* [Problem details]:
Return the data word for word. Pictures are to be omitted.

* [Data for this exercise]:

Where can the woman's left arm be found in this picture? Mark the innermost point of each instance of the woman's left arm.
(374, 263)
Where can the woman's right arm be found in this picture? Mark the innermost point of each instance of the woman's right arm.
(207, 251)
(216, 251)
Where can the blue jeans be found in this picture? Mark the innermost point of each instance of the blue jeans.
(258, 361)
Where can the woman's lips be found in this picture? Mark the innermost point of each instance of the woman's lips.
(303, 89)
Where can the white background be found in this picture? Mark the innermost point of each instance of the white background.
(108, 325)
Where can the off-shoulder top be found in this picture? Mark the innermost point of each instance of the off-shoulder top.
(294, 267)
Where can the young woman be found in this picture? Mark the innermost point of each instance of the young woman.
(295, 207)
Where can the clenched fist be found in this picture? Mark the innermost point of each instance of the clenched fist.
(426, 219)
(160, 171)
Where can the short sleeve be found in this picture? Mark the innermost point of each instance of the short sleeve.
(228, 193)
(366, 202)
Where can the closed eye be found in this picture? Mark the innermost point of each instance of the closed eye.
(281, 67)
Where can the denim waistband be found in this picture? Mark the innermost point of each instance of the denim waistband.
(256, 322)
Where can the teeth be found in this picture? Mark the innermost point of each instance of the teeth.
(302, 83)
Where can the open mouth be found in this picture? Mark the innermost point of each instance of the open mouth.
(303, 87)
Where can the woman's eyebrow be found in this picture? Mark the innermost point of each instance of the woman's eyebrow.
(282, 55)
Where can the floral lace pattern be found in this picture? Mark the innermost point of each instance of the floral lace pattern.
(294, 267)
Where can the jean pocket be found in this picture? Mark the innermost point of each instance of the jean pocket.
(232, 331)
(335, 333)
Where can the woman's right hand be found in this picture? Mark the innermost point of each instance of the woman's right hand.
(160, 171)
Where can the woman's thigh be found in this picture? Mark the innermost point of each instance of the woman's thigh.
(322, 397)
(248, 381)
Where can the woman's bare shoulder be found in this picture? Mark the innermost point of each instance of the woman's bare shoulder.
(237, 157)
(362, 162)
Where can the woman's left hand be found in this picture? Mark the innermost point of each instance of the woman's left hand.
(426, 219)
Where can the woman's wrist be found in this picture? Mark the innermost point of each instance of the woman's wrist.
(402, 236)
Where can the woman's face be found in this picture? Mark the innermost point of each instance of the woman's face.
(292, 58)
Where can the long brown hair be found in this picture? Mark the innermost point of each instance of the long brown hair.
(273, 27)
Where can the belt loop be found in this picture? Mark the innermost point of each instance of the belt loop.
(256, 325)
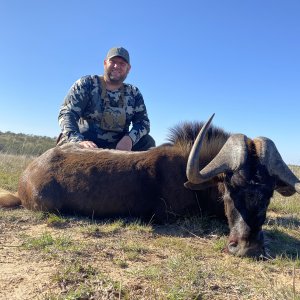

* [Problem solution]:
Where can the woman's left arm be found in this picture? Mark the innermost point of each instance of the woman's left arm.
(374, 263)
Where can the woman's right arm be found in this picture? Mark the innermost point of each instance of the woman's right arm.
(207, 251)
(216, 251)
Where can the blue jeans be found in this picture? Mark the innermost point of each instance of the blue jeans.
(258, 361)
Where can the woman's lips be found in this picture? Mark the innermost point of each instance of the woman's lips.
(303, 89)
Where can the white background be found in this picture? Mark the innermost point of each instance of the white background.
(108, 325)
Where can the off-shoulder top be found in this picture? Mark the innermost point of each instance of the off-shoulder top.
(294, 267)
Where can the young woman be found in this picture? Mark the innermost point of each instance of the young woman.
(295, 207)
Where can the clenched fist be found in this picture? Mark the innermost point of each instance of the clenched fist.
(426, 219)
(160, 171)
Where can the short sleeve be found in this picture? Mark the innermost point of each instance of the short sleeve.
(228, 193)
(366, 202)
Where can the closed eye be found in this picture? Mark the innermost point of each instance of the closed eye.
(281, 67)
Where can the denim waistband be found in this picture? Mark the innermost point of each instance of the denim waistband.
(256, 322)
Where can the teeth be found in this picture? Mark the innermost point of each instance of the teeth.
(302, 83)
Where can the open mouth be found in this picture? Mark the innermost point of each instance of the open mouth.
(303, 87)
Where can the woman's eyebrow be found in this picture? Mark the innermost point of each instance of the woman's eyebrow.
(282, 55)
Where can the floral lace pattern be found in this picture? Mark the innermost point of each instance of the floral lace pattern.
(294, 267)
Where can the jean pocket be found in this picture? Mark the innermost point of each instance of the jean pocket.
(232, 331)
(335, 333)
Where can the woman's right hand be found in this picture? Mark the innermost point of each instance of the woman's right hand.
(160, 171)
Where can the woman's thigh be found in this picture? Mark the innermost point of each instance of the woman's thigh.
(322, 397)
(248, 381)
Where can the woman's bare shoulder be found in this picture? Mark the innermost point of each instance of the woman's bare shoulder.
(237, 157)
(362, 162)
Where can the woman's left hand be found in this picture? Mark the innermost point of each instance of the woman's left hand.
(426, 219)
Where can the woman's wrist be found in this picture? Mark the innermost point of each instance of the woman's wrist.
(402, 236)
Where can the woman's face be found in this picture? Mark the innermost point of each instance of the woman's face.
(292, 58)
Where can the long brown hair be found in this picture? Mark the innermost point of each instance of the long brown hair.
(273, 27)
Where can the belt loop be found in this picture? Mark the innermost point of each instance of the belt loop.
(256, 325)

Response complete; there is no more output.